>> Start MATERIAL FOR THE TASK

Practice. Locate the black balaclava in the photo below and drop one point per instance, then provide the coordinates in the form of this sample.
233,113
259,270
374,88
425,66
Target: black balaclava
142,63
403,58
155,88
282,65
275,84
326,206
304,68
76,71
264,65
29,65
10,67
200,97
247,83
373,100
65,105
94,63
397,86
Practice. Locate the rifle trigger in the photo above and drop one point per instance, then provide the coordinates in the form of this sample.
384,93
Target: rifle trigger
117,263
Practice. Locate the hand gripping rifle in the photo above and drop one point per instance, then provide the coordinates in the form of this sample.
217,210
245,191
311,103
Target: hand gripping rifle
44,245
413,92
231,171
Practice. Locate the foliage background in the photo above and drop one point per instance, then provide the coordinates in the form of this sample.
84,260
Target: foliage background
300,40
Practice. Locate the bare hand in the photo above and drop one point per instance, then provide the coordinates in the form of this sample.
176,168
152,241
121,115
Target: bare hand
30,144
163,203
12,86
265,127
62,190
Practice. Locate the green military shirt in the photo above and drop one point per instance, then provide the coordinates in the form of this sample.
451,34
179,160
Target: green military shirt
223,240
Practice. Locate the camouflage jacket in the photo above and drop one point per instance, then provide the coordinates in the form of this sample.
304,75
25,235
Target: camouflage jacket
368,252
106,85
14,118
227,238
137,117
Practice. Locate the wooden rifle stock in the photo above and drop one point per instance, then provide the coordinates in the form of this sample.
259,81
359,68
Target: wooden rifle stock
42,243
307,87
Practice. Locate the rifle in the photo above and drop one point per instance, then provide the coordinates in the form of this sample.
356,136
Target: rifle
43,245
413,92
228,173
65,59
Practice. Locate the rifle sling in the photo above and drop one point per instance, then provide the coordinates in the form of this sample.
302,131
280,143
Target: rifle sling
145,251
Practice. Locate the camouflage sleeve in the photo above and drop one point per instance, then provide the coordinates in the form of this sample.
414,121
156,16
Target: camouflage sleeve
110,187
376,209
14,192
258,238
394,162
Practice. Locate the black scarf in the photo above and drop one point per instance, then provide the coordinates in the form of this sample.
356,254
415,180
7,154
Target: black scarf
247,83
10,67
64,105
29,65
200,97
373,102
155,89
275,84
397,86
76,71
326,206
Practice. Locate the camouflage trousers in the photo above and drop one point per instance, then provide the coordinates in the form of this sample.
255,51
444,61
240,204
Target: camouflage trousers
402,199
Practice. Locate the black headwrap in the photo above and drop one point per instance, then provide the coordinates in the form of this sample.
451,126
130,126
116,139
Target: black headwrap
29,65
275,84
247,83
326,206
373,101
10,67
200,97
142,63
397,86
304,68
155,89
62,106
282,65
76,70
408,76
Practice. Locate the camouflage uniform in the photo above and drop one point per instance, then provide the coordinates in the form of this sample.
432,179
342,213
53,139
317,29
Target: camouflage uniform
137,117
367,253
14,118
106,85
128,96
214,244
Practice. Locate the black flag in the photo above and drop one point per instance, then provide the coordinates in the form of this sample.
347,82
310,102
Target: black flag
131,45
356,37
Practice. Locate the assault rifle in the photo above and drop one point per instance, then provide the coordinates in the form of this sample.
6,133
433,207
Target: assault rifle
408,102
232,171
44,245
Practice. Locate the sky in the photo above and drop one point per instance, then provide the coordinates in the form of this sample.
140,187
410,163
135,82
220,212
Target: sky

>> End MATERIAL FOR THE TASK

Please output every record, keeping each line exact.

### FINISHED EXERCISE
Practice. Locate the black balaclava in the photo below and drop one point per instance, then provide the coordinates in the form of this sample.
233,113
259,270
374,88
425,66
Target: black balaclava
142,63
403,58
155,88
282,65
275,84
326,206
304,68
76,71
264,65
29,65
10,67
200,97
247,83
373,100
65,105
94,63
397,86
Practice. Locate the rifle trigger in the photo above and drop one point per instance, then provide the coordinates in the form of this sample.
384,93
Target: rifle trigger
117,263
Practice. Locate the hand gripping rifle in the photo above and drop one point per instance, then provide the coordinates in the form of this sample.
217,210
245,191
311,103
Target: hand gripping rifle
44,245
413,92
231,171
Practice. Locate the foliage background in the photo above and drop one point per instance, then provide the coordinates in the form of this sample.
84,260
Target: foliage background
300,40
Practice. Locate the bare hand in the photo above and drop one point per instance, then provide the coordinates in the form of this sample.
176,168
152,241
121,115
Target: bare hand
30,144
163,203
12,86
265,127
62,190
Practice. Locate the green military shirt in the photo above and drop one point per instance, then provide the coordinates in the form of this sample.
451,34
179,160
Target: green military shirt
223,240
Practice. Locate the camouflage jacket in the photo above and drop one point per instance, then provide the coordinates in the form of this sample.
304,75
25,235
Target: camouflage jacket
368,252
106,85
14,118
227,238
137,117
Practice. Locate the wooden rifle stock in the photo above and drop one point per instance, then provide the coordinates in the form of this sample.
259,81
359,68
Target: wooden rifle stock
42,243
307,87
Practice. Locate the rifle in the photo above and drop one point per instance, then provide the coordinates in the form of this sample.
356,136
Target: rifle
43,245
413,92
228,173
65,59
Practice. Locate the rifle sling in the photo above and drop one point per instance, then provide the coordinates in the form of this sample.
302,131
280,143
Target: rifle sling
145,251
Practice. Locate the camouflage sleeve in the photo above and drop one point per instance, then provide the coordinates in the form of this sample.
414,121
156,16
Target: camouflage sleeve
110,187
376,209
14,192
258,238
394,162
Practice. Locate the black scarf in the photo above and drop one point per instance, then provide the coordinates in the form of this sample.
356,254
415,180
7,154
Target: black scarf
247,83
10,67
64,105
29,65
200,97
373,102
155,89
275,84
397,86
76,71
326,206
Practice. Locate the camouflage trousers in the photo above and drop one point per instance, then provide the coordinates in the form of this sample.
255,51
444,61
240,204
Target: camouflage trousers
402,199
Practice. Locate the black headwrap in the photo above and drop one point per instance, then provide the coordinates in the form of this sample.
451,126
130,126
116,139
Target: black headwrap
29,65
275,84
247,83
326,206
373,101
10,67
200,97
142,63
397,86
304,68
155,89
62,106
282,65
76,70
408,76
Practice. Locate the camouflage uniform in the photo above and drop one point per instance, then provide the coordinates in the form of this sample.
432,179
342,213
53,139
317,29
Target: camouflage uniform
137,117
367,253
14,118
106,85
128,96
214,244
Practice. Locate the black flag in the photo above and drop one point per instance, then provide the coordinates in the form of this sample.
347,82
310,102
Target: black flag
131,45
356,37
Practice. Locate the assault rifle in the photo above and drop one point per instance, then provide the coordinates in the form of this sample.
6,133
433,207
Target: assault rifle
408,102
232,171
44,245
Practice. Locate the sky in the photo above and drop one point per instance, then provide the coordinates in the form of this sample.
140,187
410,163
135,82
220,212
Target: sky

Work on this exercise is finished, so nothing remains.